* _Stated task 1_:
Answer these questions using the traffic law list.
(a) In the direction of which signal must pedestrians not start to cross the roadway?
(b) What must a driver do before turning right when facing a red traffic control signal?
(c) On which side of a vehicle does the list restrict opening a door?
* _Stated task 2_: Summarize the traffic law list in two sentences.
* _Stated task 3_: Reproduce everything in the traffic law list from "Laws for Motorists around Bicycles" down to "and passengers. (2214.4)", word for word.

Laws for Pedestrians

  • No pedestrian shall suddenly leave a curb, safety platform, safety zone, loading platform or other designated place of safety and walk or turn into the path of a vehicle which is so close that it is impossible for the driver to yield. (2303.2)
  • No pedestrians shall start to cross the roadway in the direction of a “Don’t Walk” signal. (2302.3)
  • Between adjacent intersections controlled by traffic control signal devices or by police officers, pedestrians shall not cross the roadway at any place except in a crosswalk. (2304.1)
  • Each person crossing the roadway at any point other than within a marked crosswalk, or within an unmarked crosswalk at an intersection, shall yield the right-of-way to all vehicles upon the roadway. (2304.2)
  • Where sidewalks are provided, it shall be unlawful for any pedestrian to walk along and upon an adjacent roadway. (2305)

Laws for Motorists around Pedestrians

  • A driver of any vehicle shall STOP and give right-of-way to a pedestrian who has begun crossing on the “Walk” signal to continue to the opposite sidewalk or safety island, whichever is nearest. (50-2201.28 (b))
  • The driver of a vehicle shall STOP and give right-of-way to a pedestrian crossing the roadway within any marked crosswalk or unmarked crosswalk at an intersection. (50-2201.28 (a))
  • Whenever any vehicle is stopped at a marked crosswalk or at an unmarked crosswalk at any intersection to permit a pedestrian to cross the roadway, the driver of any vehicle approaching from the rear shall not overtake and pass the stopped vehicle. (2221.5)
  • The driver of a vehicle crossing a sidewalk or sidewalk area shall stop and yield right-of-way to any pedestrian and all other traffic using the sidewalk or sidewalk area. (2202.1)
  • In every event speed shall be controlled as may be necessary to avoid colliding with any person, vehicle, or other conveyance on or entering the street or highway in compliance with legal requirements and the duty of all persons to use due care. (2200.4)
  • Right turns after coming to a complete stop and yielding right-of-way to pedestrians and other vehicles shall be allowed when facing red traffic control signals, except at locations listed in this section. (4013)
  • An operator shall, when operating a vehicle, give full time and attention to the operation of the vehicle. (2213.4)
  • No vehicle shall enter an intersection or marked crosswalk unless there is sufficient space on the other side of the intersection or crosswalk to accommodate the vehicle without obstructing the passage of other vehicles or pedestrians, not withstanding any traffic control signal indication to proceed. (2201.7)
  • No person shall stop, stand, or park a vehicle in any of the following places, except when necessary to avoid conflict with other traffic, in compliance with the law or at the direction of a police officer or traffic control device: a) within an intersection, b) on a crosswalk, and c) in any driveway, alley entrance, or other way when stopping, standing, or parking would obstruct the flow of pedestrian or other lawful traffic upon any sidewalk. (2405.1)

Laws for Motorists around Bicycles

  • No person shall open a door of a vehicle on the side where traffic is approaching unless it can be done without interfering with moving traffic or pedestrians and with safety to himself or herself and passengers. (2214.4)

* _Collected material_:
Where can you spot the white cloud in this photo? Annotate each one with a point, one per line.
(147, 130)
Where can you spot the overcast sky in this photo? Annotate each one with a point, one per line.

* _Full solution 1_:
(a) A "Don't Walk" signal.
(b) The driver must come to a complete stop and yield right-of-way to pedestrians and other vehicles.
(c) The side where traffic is approaching.

* _Full solution 2_: Pedestrians may not step suddenly into the path of a nearby vehicle, start crossing against a "Don't Walk" signal, cross outside a crosswalk between signal-controlled intersections, or walk in the roadway where sidewalks are provided, and they must yield to vehicles when crossing outside a crosswalk. Drivers must stop and yield to pedestrians in crosswalks and on sidewalks, must not pass a vehicle stopped for a crossing pedestrian, must control speed and give full attention, must not block intersections or crosswalks, and may open a door on the side of approaching traffic only when it is safe and does not interfere with traffic or pedestrians.

* _Full solution 3_:
Laws for Motorists around Bicycles

  • No person shall open a door of a vehicle on the side where traffic is approaching unless it can be done without interfering with moving traffic or pedestrians and with safety to himself or herself and passengers. (2214.4)